### INSTRUCTION A
Identify every line in the records that contains the word "hand", and copy each of those lines.

### DOCUMENT EXCERPT
** start **

Friday, August 31, 2012

Flower Brooches - On Trend Fall 2012

I had a great time at Leon & Lulu's Artists' Market on August 26 and 28.  Below you can see some photos from my "space" there. It is, bar none, the most amazing store I've ever been in -- in terms of both merchandise and atmosphere.

Just before the market, I created some new flower brooches (pictured in the second photo below).  They attracted quite a bit of favorable attention and I sold one of them.

As I discussed in last week's post, I really like to search through remnants in fabric stores and pick up interesting pieces.  These flower brooches are also a result of my fabric remnant stockpiling.  They're made by cutting long thin strips of fabric and then pulling up loops of that fabric through a circular burlap base.  I work in a spiral pattern until I fill in a circle.  I added beaded stamens in the center of each piece and created  leaves using ribbon embroidered with metallic thread.

It is best to use fabric where the dye permeates both sides of the cloth.  Batiked cotton fabric (seen in the centers of the first and third flowers above, seemed to work particularly well.  The basic idea for these brooches came from Felt, Fabric, and Fiber Jewelry: 20 Projects to Bead, Stitch, Knot and Braid by Sherri Haab.

Subsequent to the Artists' Market, I learned that flower brooches, and large brooches in general, are actually  "on trend' this Fall.  So, I thought I would try creating another type of flower brooch; this time crocheted with yarn.  I'd also purchased some WireLace, Italian ribbon, which I had never used before.  Very cool stuff!  It comes in many colors and a variety of widths.  It features a very delicate wire mesh that is formed into a flattened tube.  It can be expanded and stretched, or you can work with it like you would cord or ribbon, or you can place beads within the tube -- versatile material. After playing with it for a while, I decided to use some to form the center of the crocheted flower brooch and then added beaded stamens.

** end **

### RECORD EXTRACTS
** start **

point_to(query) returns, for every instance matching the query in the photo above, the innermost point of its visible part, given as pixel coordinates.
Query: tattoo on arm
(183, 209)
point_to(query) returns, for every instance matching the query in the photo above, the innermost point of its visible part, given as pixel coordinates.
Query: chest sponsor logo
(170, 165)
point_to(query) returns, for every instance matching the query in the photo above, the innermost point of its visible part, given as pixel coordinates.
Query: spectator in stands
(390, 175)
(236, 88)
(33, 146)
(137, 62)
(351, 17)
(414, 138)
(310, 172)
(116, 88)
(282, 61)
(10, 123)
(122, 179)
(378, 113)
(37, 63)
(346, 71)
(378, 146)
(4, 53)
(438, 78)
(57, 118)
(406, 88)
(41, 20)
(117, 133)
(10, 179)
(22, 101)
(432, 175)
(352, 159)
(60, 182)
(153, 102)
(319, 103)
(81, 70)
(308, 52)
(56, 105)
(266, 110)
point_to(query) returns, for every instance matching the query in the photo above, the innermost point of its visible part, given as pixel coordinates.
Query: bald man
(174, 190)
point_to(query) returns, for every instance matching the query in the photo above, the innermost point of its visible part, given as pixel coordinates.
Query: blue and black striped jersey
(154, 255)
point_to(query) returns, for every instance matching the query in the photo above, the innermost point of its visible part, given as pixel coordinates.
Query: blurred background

** end **
** start **

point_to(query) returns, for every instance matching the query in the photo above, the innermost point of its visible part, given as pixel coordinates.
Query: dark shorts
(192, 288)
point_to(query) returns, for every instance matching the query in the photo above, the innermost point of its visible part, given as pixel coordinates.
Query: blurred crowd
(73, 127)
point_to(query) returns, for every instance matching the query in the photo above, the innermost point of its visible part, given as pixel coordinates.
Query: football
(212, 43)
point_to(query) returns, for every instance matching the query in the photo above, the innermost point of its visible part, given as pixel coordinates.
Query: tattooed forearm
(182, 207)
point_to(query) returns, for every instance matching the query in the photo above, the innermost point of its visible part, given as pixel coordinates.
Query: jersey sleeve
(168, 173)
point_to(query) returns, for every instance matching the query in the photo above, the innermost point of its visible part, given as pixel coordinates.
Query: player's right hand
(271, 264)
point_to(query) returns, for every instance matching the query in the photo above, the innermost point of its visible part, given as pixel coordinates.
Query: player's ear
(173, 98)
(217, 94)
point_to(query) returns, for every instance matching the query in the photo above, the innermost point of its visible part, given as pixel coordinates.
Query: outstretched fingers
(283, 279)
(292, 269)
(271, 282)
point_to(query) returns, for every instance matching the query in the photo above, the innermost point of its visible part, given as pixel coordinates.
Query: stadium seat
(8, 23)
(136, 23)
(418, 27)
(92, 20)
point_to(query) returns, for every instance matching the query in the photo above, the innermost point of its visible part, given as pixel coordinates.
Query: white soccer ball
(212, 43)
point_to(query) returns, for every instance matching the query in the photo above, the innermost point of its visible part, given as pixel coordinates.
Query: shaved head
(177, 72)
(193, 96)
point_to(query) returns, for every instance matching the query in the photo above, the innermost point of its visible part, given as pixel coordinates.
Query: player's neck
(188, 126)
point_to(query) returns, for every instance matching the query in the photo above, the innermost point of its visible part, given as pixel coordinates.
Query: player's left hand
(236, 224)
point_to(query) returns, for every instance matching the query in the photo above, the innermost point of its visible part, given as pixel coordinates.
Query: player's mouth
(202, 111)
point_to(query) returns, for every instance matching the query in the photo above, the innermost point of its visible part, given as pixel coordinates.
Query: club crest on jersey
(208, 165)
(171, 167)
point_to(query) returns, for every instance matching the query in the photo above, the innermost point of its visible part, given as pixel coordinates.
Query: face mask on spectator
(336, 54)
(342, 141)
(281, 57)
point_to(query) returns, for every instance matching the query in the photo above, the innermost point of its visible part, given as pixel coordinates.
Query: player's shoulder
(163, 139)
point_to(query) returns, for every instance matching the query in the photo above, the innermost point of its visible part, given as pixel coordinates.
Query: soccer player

** end **
** start **

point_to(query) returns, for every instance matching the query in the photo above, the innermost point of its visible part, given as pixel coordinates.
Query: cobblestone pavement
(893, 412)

** end **

### INSTRUCTION B
Write the next part of the flower brooch post, picking up after its final sentence.

### TASK ANSWER A
Query: player's right hand
Query: player's left hand

### TASK ANSWER B
I'm hoping to expand my brooch selection in the next few months.

Friday, August 24, 2012

A New "Tulle" for Crocheting Accessories -- Like this Colorful Flower Cuff

Whenever I find myself in JoAnn's or Hobby Lobby, I always look in the fabric salvage bin to see what remnants they have for sale. It's a great way to get amazing fabric pieces for rock-bottom prices.  I like to have them on hand to use for linings for bags, or other projects where I may need a smaller-size piece of fabric.  Over time, I've gathered remnants of tulle in a variety of colors.  I am partial to tulle -- maybe because of my unfulfilled desire to be take ballet lessons and wear a tutu as a child.  Anyway, I've collected this rainbow of tulle remnants and was trying to think of a use for them.  I thought about trying to create some kind of flower and experimented with a few things, but wasn't happy.

Then I cut come tulle into strips and tried crocheting with it.  Surprise! Surprise!  I really liked the effect.  I decided to come up with a design for a cuff utilizing tulle crochet.

I used a ribbon yarn (Lion Brand's Incredible) and crocheted two strips of proper length to fit around the wrist.  The ribbon yarn has some stretch to it when crocheted.  I used a row of single crochet and a row of double crochet to create each strip.

I then cut multiple long strips of brown and red tulle, about 1/2 inch wide. Holding the two ribbon crocheted pieces together with right sides facing, I took two strips of tulle (one of each color) and used it to slip stitch the ribbon crocheted pieces together along their long edges.  I made sure the single crocheted rows were on the outer edges; the slip stitched tulle joining the double-crocheted rows down the middle.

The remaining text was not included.